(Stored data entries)
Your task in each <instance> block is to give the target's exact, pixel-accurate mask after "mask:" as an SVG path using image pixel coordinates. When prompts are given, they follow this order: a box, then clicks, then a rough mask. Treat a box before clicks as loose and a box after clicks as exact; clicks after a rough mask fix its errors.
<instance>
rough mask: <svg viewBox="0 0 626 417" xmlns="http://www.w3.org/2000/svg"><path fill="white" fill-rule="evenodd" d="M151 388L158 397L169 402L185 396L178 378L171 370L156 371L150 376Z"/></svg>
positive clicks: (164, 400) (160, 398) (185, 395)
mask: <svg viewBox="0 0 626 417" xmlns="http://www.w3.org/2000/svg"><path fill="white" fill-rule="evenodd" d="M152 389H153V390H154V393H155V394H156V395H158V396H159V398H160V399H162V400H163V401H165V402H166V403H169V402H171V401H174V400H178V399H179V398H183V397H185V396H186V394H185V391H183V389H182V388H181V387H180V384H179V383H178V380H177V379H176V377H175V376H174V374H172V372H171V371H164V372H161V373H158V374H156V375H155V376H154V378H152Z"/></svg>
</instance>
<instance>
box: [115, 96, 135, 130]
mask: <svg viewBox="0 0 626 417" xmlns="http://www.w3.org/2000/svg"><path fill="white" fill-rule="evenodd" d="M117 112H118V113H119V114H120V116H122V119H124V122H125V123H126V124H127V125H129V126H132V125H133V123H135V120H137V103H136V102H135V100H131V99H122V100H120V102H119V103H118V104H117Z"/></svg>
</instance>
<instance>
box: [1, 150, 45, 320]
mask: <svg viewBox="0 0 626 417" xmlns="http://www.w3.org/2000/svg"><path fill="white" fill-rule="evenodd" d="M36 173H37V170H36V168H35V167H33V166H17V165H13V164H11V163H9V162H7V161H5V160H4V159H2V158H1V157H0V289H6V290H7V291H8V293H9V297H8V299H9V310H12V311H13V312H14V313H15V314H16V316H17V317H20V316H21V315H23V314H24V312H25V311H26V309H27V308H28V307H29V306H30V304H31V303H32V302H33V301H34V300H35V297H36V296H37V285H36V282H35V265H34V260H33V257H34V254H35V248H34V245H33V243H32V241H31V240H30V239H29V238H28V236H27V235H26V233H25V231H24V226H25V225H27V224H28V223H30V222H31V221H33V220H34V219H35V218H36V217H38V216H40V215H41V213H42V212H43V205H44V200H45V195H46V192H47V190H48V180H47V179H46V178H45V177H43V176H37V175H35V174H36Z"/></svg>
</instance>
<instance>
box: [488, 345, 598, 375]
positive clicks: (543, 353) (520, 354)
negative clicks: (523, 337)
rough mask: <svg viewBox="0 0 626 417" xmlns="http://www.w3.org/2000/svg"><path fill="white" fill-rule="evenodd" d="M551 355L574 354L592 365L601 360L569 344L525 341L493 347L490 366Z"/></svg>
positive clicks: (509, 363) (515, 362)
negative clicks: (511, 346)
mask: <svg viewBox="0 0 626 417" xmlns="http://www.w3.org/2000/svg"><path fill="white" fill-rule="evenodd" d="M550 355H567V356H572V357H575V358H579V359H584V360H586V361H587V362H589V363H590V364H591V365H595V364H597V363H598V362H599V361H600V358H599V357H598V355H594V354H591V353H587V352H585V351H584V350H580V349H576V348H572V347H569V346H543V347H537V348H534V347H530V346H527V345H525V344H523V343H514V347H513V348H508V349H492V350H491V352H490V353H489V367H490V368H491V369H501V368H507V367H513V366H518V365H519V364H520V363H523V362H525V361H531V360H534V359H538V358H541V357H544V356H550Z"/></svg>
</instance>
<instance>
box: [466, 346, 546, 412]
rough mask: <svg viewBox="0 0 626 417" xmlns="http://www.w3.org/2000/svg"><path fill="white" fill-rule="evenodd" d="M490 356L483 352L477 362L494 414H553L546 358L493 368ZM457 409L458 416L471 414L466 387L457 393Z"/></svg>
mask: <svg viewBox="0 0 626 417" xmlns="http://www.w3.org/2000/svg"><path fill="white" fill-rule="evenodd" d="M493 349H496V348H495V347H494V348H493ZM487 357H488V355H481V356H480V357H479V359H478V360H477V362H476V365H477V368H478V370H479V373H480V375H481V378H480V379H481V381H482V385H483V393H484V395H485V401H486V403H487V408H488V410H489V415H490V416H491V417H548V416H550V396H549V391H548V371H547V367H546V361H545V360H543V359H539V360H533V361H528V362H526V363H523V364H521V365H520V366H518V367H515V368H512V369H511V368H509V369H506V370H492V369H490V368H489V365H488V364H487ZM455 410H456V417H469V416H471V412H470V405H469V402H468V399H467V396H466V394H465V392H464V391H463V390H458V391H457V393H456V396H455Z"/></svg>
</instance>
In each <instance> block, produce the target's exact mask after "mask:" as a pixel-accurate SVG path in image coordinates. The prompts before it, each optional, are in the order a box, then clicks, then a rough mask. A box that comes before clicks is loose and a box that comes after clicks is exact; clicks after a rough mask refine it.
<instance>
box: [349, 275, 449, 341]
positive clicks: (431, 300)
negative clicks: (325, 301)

**Task prompt**. Every record should be retyped so that it matches the original exactly.

**Answer to this problem**.
Your task in each <instance> block is to give the target's exact, pixel-accurate mask after "mask:" as an SVG path using image pixel coordinates. When prompts are given, they follow this order: a box, then clicks, then a rough mask. Treat a box before clicks as loose and a box after clicks as exact; clicks after a rough mask fix its errors.
<instance>
rough mask: <svg viewBox="0 0 626 417" xmlns="http://www.w3.org/2000/svg"><path fill="white" fill-rule="evenodd" d="M151 388L158 397L169 402L185 396L178 378L171 370L156 371L150 376Z"/></svg>
positive clicks: (164, 400) (160, 398) (185, 395)
mask: <svg viewBox="0 0 626 417" xmlns="http://www.w3.org/2000/svg"><path fill="white" fill-rule="evenodd" d="M152 389H153V390H154V393H155V394H156V395H158V396H159V398H160V399H162V400H163V401H165V402H166V403H169V402H171V401H174V400H178V399H179V398H183V397H185V396H186V394H185V391H183V389H182V388H181V387H180V384H179V383H178V380H177V379H176V377H175V376H174V374H172V372H171V371H164V372H161V373H158V374H156V375H155V376H154V378H152Z"/></svg>
</instance>
<instance>
box: [115, 96, 135, 130]
mask: <svg viewBox="0 0 626 417" xmlns="http://www.w3.org/2000/svg"><path fill="white" fill-rule="evenodd" d="M117 112H118V113H119V114H120V116H122V119H124V122H125V123H126V124H127V125H129V126H132V125H133V123H135V120H137V103H136V102H135V100H131V99H122V100H120V102H119V103H118V104H117Z"/></svg>
</instance>
<instance>
box: [1, 150, 45, 320]
mask: <svg viewBox="0 0 626 417" xmlns="http://www.w3.org/2000/svg"><path fill="white" fill-rule="evenodd" d="M36 173H37V170H36V168H35V167H33V166H17V165H13V164H11V163H9V162H7V161H5V160H4V159H2V158H1V157H0V289H6V290H7V291H8V293H9V297H8V299H9V310H12V311H13V312H14V313H15V314H16V316H17V317H20V316H21V315H23V314H24V312H25V311H26V309H27V308H28V307H29V306H30V304H31V303H32V302H33V301H34V300H35V297H36V296H37V285H36V282H35V265H34V260H33V257H34V254H35V248H34V245H33V243H32V241H31V240H30V239H29V238H28V236H27V235H26V233H25V231H24V226H25V225H27V224H28V223H30V222H31V221H33V220H34V219H35V218H36V217H38V216H40V215H41V213H42V212H43V205H44V200H45V195H46V192H47V190H48V180H47V179H46V178H45V177H43V176H37V175H35V174H36Z"/></svg>
</instance>
<instance>
box: [488, 345, 598, 375]
positive clicks: (543, 353) (520, 354)
negative clicks: (523, 337)
rough mask: <svg viewBox="0 0 626 417" xmlns="http://www.w3.org/2000/svg"><path fill="white" fill-rule="evenodd" d="M551 355L574 354L592 365L601 360L569 344L525 341L493 347L490 366Z"/></svg>
positive clicks: (509, 363) (515, 362)
negative clicks: (511, 346)
mask: <svg viewBox="0 0 626 417" xmlns="http://www.w3.org/2000/svg"><path fill="white" fill-rule="evenodd" d="M550 355H567V356H572V357H575V358H579V359H584V360H586V361H587V362H589V363H590V364H591V365H595V364H597V363H598V362H599V361H600V358H599V357H598V355H594V354H591V353H587V352H585V351H584V350H580V349H576V348H572V347H569V346H543V347H537V348H534V347H530V346H527V345H525V344H523V343H514V347H513V348H508V349H492V350H491V352H490V353H489V367H490V368H491V369H501V368H507V367H513V366H518V365H519V364H520V363H523V362H525V361H531V360H534V359H538V358H541V357H544V356H550Z"/></svg>
</instance>
<instance>
box: [466, 346, 546, 412]
rough mask: <svg viewBox="0 0 626 417" xmlns="http://www.w3.org/2000/svg"><path fill="white" fill-rule="evenodd" d="M490 356L483 352L477 362L494 414H553L546 358L493 368ZM457 409L458 416L471 414L466 387L457 393Z"/></svg>
mask: <svg viewBox="0 0 626 417" xmlns="http://www.w3.org/2000/svg"><path fill="white" fill-rule="evenodd" d="M493 349H496V348H495V347H494V348H493ZM487 357H488V355H481V356H480V357H479V359H478V360H477V362H476V365H477V368H478V370H479V373H480V375H481V378H480V379H481V381H482V385H483V393H484V395H485V401H486V403H487V408H488V410H489V415H490V416H491V417H548V416H550V396H549V391H548V371H547V367H546V361H545V360H543V359H539V360H533V361H528V362H526V363H523V364H521V365H520V366H518V367H515V368H512V369H511V368H509V369H506V370H492V369H490V368H489V365H488V364H487ZM455 410H456V417H469V416H471V412H470V405H469V402H468V399H467V396H466V394H465V392H464V391H463V390H458V391H457V393H456V396H455Z"/></svg>
</instance>
In each <instance> block, produce the target's exact mask after "mask:" as a pixel-accurate SVG path in image coordinates. The prompts before it, each optional, are in the order a box, then clicks, then a rough mask. A box that comes before clicks is loose and a box that comes after clicks is exact; clicks after a rough mask refine it.
<instance>
box: [349, 275, 449, 341]
positive clicks: (431, 300)
negative clicks: (325, 301)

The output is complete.